**INSTRUCTION 1**
Reproduce the passage from the article on government and marriage, starting at "Scott M. Stanley" and ending at "in premarital counseling.".
**INSTRUCTION 2**
According to the article on government and marriage, what chance of divorce do couples marrying for the first time today still face?

**DOCUMENT EXTRACT**

────────────────────

Can Government Rescue Marriages?

Scott M. Stanley & Howard J. Markman
Center for Marital and Family Studies
University of Denver and
PREP, Inc.
Web: http://members.aol.com/prepinc
(303) 759-9931 

There is a trend sweeping the country to make changes in legal codes to strengthen and stabilize marriages. There are two key thrusts emerging in state legislatures: the first involves changes in laws that would make it harder for couples to divorce; the second involves efforts to encourage or mandate couples to participate in premarital counseling.

It is hardly debatable that many of society's ills can be traced to the continuing high rates of marital distress and divorce. While divorce rates have fallen from the all time high in 1979, couples marrying for the first time today still have a 40-50 percent chance of divorce. Further, the links between poorly handled marital conflict and adverse psychological outcomes for adults and children are very strong--stronger, in fact, than the links between divorce and such outcomes. Added to these psychological outcomes of marital conflict, there are increasingly clear sociological effects of family fragmentation, including increased poverty, crime, and alienation between parents and children.

While strange bedfellows, there is a growing consensus among both liberal and conservative political and religious leaders that something must be done. Nevertheless, we believe that some of the trends in legal initiatives represent hurried solutions that could lead to serious unintended negative consequences.

────────────────────

**DATASET CONTENT**
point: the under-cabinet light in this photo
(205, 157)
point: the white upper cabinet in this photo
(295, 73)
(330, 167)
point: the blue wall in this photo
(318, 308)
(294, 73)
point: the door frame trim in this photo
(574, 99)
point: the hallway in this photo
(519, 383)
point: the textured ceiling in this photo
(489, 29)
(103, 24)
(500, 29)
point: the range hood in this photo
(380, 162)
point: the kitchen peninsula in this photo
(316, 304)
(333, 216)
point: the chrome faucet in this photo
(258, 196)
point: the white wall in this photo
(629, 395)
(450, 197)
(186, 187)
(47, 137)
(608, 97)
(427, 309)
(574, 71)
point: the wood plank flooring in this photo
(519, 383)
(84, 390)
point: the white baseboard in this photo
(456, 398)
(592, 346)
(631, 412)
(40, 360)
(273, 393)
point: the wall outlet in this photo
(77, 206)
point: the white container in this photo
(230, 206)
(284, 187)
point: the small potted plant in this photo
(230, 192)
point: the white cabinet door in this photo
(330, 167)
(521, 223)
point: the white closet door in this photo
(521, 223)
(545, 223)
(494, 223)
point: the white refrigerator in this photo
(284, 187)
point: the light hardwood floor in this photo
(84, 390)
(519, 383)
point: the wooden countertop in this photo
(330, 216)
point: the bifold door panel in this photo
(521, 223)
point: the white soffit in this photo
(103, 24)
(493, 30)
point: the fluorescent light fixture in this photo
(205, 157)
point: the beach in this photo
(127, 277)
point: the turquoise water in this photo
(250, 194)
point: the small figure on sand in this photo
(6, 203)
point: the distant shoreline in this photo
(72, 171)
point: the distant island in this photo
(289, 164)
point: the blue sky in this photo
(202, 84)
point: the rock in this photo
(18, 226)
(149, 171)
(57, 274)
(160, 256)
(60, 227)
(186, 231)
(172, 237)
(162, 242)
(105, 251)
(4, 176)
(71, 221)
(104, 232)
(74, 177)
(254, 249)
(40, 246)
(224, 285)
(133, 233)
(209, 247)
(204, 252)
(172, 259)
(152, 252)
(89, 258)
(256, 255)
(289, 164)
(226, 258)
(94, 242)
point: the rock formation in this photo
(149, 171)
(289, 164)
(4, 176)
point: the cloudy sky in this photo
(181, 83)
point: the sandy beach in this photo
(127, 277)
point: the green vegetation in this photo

────────────────────

**EXERCISE RESULT 1**
Scott M. Stanley & Howard J. Markman
Center for Marital and Family Studies
University of Denver and
PREP, Inc.
Web: http://members.aol.com/prepinc
(303) 759-9931 

There is a trend sweeping the country to make changes in legal codes to strengthen and stabilize marriages. There are two key thrusts emerging in state legislatures: the first involves changes in laws that would make it harder for couples to divorce; the second involves efforts to encourage or mandate couples to participate in premarital counseling.

**EXERCISE RESULT 2**
A 40-50 percent chance of divorce.